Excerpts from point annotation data
▬▬▬

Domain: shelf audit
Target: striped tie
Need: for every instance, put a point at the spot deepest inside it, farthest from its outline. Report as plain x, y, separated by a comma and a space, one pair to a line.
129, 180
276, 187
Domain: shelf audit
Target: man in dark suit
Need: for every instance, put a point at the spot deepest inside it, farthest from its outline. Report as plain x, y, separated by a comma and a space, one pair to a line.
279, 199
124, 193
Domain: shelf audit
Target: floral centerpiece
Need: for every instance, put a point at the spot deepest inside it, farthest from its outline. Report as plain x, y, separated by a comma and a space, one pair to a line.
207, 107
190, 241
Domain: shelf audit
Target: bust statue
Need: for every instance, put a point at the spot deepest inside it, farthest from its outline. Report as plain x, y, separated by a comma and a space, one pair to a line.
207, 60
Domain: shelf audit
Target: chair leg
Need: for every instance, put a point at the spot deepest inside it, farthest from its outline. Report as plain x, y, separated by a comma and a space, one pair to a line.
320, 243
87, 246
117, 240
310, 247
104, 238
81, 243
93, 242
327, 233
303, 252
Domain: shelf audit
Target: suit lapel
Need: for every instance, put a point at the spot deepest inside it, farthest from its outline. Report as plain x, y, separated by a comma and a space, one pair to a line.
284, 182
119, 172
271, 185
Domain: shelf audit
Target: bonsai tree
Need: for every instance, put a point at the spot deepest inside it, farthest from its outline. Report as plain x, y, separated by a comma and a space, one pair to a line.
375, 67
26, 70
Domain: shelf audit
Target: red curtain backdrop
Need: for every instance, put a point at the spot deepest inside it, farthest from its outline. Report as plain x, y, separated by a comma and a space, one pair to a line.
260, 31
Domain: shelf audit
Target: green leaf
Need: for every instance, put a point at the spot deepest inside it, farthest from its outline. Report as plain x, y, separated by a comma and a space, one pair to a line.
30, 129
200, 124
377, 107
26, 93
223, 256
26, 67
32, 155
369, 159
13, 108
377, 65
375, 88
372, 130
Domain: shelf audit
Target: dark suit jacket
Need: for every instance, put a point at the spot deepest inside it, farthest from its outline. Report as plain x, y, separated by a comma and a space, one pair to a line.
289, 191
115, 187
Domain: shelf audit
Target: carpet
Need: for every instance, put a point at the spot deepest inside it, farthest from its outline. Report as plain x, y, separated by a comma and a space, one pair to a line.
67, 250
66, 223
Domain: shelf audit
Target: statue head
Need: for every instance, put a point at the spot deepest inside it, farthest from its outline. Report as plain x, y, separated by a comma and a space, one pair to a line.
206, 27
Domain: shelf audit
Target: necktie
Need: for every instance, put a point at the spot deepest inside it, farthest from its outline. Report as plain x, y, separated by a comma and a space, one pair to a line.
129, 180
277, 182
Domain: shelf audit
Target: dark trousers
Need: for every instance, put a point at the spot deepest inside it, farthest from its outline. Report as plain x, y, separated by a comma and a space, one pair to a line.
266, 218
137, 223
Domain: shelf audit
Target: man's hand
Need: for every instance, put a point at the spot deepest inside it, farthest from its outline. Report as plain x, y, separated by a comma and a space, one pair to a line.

▬▬▬

## [PROMPT]
Once more, set down the full listing, verbatim.

## [FINAL ANSWER]
Domain: shelf audit
Target: striped tie
Need: for every instance, put a point at the spot deepest inside it, farthest from its outline. Report as plain x, y, separated by a comma and a space, one pair to a line.
129, 180
276, 187
Domain: shelf audit
Target: man in dark suit
Need: for every instance, put a point at the spot deepest inside it, farthest from its outline. Report as plain x, y, separated by a comma and a space, one pair to a line.
279, 199
124, 193
Domain: shelf audit
Target: floral centerpiece
Need: for every instance, put a point at the spot deepest inside it, farthest from its outline. Report as plain x, y, separated by a comma and a space, one pair to a line.
207, 107
190, 241
Domain: shelf audit
Target: bust statue
Need: for every instance, put a point at the spot deepest inside it, farthest from its outline. Report as plain x, y, separated by a comma and a space, one pair to a line.
207, 60
Domain: shelf audit
Target: chair leg
Need: for every instance, put a point at the spot deepest inside it, farthest from its outline. Report as plain x, y, separated by a comma and a space, one pair to a line.
320, 243
87, 246
117, 240
310, 247
104, 238
81, 243
93, 242
327, 233
303, 252
Domain: shelf audit
Target: suit lapel
Need: for every instance, put a point at the spot deepest inside it, farthest from its outline. Report as plain x, y, separated by a comma and a space, one pair to a line.
284, 182
119, 172
271, 185
Domain: shelf audit
Target: bonsai tree
Need: for every instance, put a point at the spot deepest inside it, farthest from its outline. Report as plain x, y, separated by a comma and a space, one pair to a line.
375, 67
26, 70
Domain: shelf audit
Target: red curtain backdrop
Need: for every instance, put a point at the spot deepest inside it, farthest from its outline. Report as plain x, y, separated by a comma and a space, one pair to a line.
260, 31
Domain: shelf audit
Target: green leaf
Need: for every instance, put a point at the spot deepest inside it, farthest from its outline. Report as plain x, y, separated by a comma and a space, one pair to a line.
30, 129
200, 124
377, 107
26, 93
223, 256
26, 67
32, 155
369, 159
13, 108
377, 65
375, 88
372, 130
Domain: shelf audit
Target: dark suit jacket
Need: for every instance, put a point at the spot deepest inside it, farthest from its outline. Report as plain x, y, separated by a comma and a space, one pair to a line.
289, 191
115, 187
Domain: shelf audit
Target: carpet
Need: for every instance, put a point at the spot deepest inside it, farthest from its outline. Report as plain x, y, separated by a comma and a space, one pair to a line.
67, 250
66, 223
Domain: shelf audit
Target: statue head
Need: for every instance, put a point at the spot deepest inside it, farthest from its outline. Report as plain x, y, separated by a comma and a space, one pair to a line.
206, 27
Domain: shelf audit
Target: necktie
Need: for every instance, put a point at the spot deepest inside it, farthest from its outline. Report as plain x, y, separated by a comma and a space, one pair to a line.
129, 180
277, 182
Domain: shelf audit
Target: dark trousers
Need: for every instance, put a point at the spot deepest inside it, farthest from its outline. Report as plain x, y, separated by a comma and a space, one pair to a line.
266, 218
137, 223
Domain: shelf audit
Target: man's hand
Need: for every instance, put a point at the spot deepest inside it, farthest from its outline. Report as plain x, y, separated by a comma and a space, one pair to a line.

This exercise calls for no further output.